• 本文
******************************

新型コロナウイルス治療薬の違いについてご存知でしょうか?
今回は新型コロナウイルス治療薬の違いについて説明させていただきます。
(2020年6月現在の知見に基づいています。今後の医療の進歩等によっては、内容が変わることもありますのでご了承のほどお願いいたします。)
ウイルスの増殖過程について
新型コロナウイルス(COVID-19)はゲノムとして一本鎖プラス鎖RNAを持つ、コロナウイルスに属していると考えられています。そのため、COVID-19について理解するためにはウイルスの増殖過程を理解しておくことが必要です。
まずはウイルスの増殖過程について押さえておきましょう。
ウイルスの増殖過程は上記図のように、
①吸着→②侵入→➂脱殻→④複製→⑤放出
とたどっていきます。
①吸着、②侵入
ウイルスは自分だけの力では生きていけないため、ほかの細胞に寄生する必要があります。
そのためウイルスは正常な細胞に吸着し、侵入します。
➂脱殻
DNAやRNAなどの核酸は複製するためには、ウイルスの殻を破って正常細胞に侵入しなければなりません。
この過程を脱殻といいます。
④複製
脱殻によって正常細胞内に侵入したDNAやRNAなどの核酸は、正常細胞内の核に入り込み複製を行い核酸を合成します(正常細胞も増殖するために複製を行っていますが、これを乗っ取ってしまうイメージです)。
⑤放出
大量に増えた核酸をもとに、ウイルスが複製されます。複製後、ウイルスが正常細胞の外へ出ることを放出といいます。
新型コロナウイルス治療薬について
新型コロナウイルス治療薬で使用される薬剤は以下の通りです。

******************************

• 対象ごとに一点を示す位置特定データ
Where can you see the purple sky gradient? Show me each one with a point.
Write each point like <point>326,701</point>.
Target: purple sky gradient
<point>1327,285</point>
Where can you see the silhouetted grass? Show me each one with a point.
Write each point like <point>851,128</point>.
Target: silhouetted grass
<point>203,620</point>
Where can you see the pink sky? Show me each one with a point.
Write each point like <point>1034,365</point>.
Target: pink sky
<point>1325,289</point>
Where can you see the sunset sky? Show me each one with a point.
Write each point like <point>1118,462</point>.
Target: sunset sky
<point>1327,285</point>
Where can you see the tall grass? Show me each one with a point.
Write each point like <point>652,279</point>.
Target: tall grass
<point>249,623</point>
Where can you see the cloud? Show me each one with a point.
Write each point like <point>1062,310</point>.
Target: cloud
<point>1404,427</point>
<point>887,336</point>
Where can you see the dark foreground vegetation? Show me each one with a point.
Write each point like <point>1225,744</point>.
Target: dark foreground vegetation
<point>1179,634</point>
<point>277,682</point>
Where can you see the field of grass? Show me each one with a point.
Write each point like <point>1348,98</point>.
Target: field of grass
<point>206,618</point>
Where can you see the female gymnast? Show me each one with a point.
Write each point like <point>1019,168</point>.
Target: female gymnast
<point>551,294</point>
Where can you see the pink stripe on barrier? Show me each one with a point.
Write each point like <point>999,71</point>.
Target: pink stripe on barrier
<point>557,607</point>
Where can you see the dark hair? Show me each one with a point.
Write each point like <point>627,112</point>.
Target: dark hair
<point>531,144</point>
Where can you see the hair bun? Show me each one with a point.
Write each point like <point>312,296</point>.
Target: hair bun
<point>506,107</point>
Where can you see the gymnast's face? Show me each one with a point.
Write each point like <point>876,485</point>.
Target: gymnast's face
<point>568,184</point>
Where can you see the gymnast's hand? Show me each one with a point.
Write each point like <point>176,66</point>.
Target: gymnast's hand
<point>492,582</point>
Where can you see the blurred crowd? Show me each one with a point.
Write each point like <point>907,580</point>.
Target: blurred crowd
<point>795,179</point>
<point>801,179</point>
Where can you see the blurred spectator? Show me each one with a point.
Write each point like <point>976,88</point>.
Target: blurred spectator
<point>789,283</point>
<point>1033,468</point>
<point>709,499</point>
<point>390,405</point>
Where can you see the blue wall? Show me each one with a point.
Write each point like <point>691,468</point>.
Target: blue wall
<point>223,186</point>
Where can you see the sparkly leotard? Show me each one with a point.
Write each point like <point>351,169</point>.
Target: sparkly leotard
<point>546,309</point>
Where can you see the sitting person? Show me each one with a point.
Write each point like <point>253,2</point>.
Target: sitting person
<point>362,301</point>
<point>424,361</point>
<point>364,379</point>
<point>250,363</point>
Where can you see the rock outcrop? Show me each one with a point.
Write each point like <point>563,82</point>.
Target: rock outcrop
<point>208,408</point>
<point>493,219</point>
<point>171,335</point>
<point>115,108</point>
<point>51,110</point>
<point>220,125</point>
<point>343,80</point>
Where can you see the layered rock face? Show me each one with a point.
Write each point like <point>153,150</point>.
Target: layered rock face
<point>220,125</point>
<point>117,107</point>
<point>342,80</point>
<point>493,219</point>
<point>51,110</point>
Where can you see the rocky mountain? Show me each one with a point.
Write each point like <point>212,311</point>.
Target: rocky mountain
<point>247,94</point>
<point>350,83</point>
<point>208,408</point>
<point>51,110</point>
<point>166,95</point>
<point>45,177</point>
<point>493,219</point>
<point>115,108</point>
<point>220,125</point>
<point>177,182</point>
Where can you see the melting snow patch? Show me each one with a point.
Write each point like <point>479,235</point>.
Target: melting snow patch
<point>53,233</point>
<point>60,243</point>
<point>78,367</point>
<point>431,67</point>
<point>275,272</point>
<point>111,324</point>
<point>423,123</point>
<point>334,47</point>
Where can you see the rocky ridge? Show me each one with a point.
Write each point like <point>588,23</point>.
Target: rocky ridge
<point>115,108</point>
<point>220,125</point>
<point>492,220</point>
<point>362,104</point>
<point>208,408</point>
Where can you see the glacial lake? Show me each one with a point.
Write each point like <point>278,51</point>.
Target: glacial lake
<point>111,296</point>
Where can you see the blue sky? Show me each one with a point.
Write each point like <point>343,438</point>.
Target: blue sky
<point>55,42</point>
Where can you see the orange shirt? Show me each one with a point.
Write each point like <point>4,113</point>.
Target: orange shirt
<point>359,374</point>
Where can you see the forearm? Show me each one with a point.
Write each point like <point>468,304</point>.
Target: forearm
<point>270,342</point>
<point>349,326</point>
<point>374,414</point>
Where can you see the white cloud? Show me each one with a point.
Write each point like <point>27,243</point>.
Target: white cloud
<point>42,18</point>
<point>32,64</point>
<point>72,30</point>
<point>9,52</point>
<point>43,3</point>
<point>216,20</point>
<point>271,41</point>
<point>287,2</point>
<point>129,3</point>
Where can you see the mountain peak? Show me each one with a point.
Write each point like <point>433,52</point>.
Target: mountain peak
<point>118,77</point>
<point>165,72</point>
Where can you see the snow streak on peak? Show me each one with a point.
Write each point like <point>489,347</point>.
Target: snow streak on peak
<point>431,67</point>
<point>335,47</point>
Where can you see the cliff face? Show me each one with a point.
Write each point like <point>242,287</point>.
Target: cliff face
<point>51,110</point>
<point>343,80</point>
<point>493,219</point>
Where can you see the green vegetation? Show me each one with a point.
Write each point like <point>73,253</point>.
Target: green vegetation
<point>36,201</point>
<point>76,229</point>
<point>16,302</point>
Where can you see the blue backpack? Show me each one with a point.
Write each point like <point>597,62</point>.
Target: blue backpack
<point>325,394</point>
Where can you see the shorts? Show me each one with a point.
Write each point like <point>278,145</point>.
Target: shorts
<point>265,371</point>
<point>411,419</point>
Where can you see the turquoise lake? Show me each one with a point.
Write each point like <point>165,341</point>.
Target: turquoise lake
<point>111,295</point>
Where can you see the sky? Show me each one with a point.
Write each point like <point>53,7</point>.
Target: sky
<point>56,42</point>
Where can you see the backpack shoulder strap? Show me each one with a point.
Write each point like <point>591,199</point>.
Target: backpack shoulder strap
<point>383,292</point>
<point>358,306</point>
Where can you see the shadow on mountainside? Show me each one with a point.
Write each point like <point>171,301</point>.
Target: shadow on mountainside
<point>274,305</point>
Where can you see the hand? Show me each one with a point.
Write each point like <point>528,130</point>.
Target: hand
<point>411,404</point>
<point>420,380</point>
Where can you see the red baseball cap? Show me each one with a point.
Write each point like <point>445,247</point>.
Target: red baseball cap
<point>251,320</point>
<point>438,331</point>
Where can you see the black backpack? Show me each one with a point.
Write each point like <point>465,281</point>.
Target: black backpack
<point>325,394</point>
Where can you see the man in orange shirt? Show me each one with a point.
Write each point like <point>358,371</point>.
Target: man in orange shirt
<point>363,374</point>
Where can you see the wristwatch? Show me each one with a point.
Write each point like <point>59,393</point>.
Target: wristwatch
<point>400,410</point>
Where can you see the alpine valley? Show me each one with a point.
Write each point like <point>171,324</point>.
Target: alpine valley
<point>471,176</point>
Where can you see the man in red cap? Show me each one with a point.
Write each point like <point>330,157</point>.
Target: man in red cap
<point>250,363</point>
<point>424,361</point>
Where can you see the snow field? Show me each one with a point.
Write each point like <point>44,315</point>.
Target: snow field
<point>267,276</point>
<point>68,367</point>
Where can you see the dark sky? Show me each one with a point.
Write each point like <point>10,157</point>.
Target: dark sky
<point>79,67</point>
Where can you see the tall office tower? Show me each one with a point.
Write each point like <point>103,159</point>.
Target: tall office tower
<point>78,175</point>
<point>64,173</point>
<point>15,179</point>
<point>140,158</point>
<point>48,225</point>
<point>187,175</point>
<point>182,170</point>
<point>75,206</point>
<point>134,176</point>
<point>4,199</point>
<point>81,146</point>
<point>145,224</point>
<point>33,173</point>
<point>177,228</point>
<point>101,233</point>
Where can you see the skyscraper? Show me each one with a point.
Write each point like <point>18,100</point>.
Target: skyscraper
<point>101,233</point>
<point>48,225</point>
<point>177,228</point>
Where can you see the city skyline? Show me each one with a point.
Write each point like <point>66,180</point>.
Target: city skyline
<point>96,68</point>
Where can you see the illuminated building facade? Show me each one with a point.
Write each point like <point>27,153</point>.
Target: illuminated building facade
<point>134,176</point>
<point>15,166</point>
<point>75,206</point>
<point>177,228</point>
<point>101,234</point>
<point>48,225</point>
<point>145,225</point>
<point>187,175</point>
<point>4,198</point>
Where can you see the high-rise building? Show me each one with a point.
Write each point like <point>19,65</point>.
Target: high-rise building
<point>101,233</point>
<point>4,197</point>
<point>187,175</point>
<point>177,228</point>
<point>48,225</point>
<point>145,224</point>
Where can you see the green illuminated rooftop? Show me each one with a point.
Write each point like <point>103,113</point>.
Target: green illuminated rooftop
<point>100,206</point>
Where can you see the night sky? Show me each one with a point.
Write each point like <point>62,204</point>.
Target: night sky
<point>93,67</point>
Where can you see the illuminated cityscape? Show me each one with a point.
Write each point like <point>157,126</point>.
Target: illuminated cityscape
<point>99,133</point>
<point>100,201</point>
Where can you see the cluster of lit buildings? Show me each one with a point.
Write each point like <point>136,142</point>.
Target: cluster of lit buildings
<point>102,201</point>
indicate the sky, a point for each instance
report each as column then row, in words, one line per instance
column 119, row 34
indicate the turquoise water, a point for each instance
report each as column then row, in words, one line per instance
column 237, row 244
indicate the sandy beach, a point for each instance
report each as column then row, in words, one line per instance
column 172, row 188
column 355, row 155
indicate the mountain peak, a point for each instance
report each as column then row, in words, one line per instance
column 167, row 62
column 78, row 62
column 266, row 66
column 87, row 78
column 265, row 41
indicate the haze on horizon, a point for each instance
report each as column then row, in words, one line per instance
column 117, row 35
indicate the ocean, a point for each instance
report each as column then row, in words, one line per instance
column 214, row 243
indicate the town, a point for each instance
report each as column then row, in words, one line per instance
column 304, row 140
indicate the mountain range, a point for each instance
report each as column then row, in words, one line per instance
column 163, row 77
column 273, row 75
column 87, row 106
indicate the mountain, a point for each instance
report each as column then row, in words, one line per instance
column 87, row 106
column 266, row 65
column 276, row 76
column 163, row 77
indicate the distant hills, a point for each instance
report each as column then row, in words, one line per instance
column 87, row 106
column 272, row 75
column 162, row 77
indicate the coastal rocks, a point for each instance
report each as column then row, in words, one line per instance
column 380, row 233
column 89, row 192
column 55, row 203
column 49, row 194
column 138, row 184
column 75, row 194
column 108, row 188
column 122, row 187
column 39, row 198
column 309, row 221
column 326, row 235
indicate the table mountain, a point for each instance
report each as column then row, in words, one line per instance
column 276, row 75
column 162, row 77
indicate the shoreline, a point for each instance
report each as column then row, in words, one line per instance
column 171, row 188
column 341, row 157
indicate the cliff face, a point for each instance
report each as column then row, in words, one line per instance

******************************

• 学習課題
a) 本文で説明されているウイルスの増殖過程の段階を、順番どおりにすべて挙げてください。
b) 新型コロナウイルス治療薬についての本文を、最後の文の続きから書き継いでください。

• 課題の解答
a) 吸着、侵入、脱殻、複製、放出

b)
- アビガン
- ベクルリー
- オルベスコ
- ナファモスタット
これらの薬剤を先ほどの図に当てはめると以下の通りです。
ご覧の通り、さまざまな箇所で働いているんですね。
それでは、次はそれぞれに薬剤について深く掘り下げていきましょう。
アビガン
一般名:ファビピラビル
剤形:内服(簡易懸濁可能)
薬効:インフルエンザ治療薬
用法:1日目 1800mg/回×2回、2日目以降 600mg/回×2回、最長14日間投与
副作用:肝機能障害、尿酸値上昇
注意事項:妊婦に禁忌 。精液中への移行あり(投与終了後10日間まで避妊を徹底)。透析例では濃度の低下の報告もあり、他剤への変更を検討する。
アビガンに関しては、用法用量が通常の使用方法と違っているため注意が必要です。また、妊婦には禁忌であること、精液中への移行もあることから、性行為時には注意が必要です。錠剤が困難な方でも、簡易懸濁は可能なためその点は安心ですね。
ベクルリー
一般名:レムデシビル
剤形:注射
薬効:エボラ出血熱治療薬
用法:1日目 200mg/回×1回、2日目以降100㎎/回×1回、最長10日間投与
副作用:肝機能障害、腎機能障害、 投与時反応(低血圧、嘔気、 嘔吐、発汗、振戦など)
注意事項:重症例(ECMO、人工呼吸器管理)が対象。腎機能障害患者、肝機能障害患者に対しては注意事項の記載があり。
ベクルリーに関しては、重症例が対象となること、用法についても1日目は投与量が違うため注意が必要です。
薬剤師として+αで押さえておきたいことは、調製時は全量合わせが必要なためなため、希釈の生食(250)から投与量をあらかじめ抜いたうえで、ベクルリーを混注する必要があります。また、投与時間については30分~120分かけて投与が必要です。
ナファモスタット
作用機序:細胞内へのウイルスの侵入を阻害
一般名:ナファモスタット
剤形:注射
膵炎で使用されていましたが、こんな働きがあるとは知りませんでした。身近な薬にも違った作用があることを知ると、薬ってすごいなって思いますよね。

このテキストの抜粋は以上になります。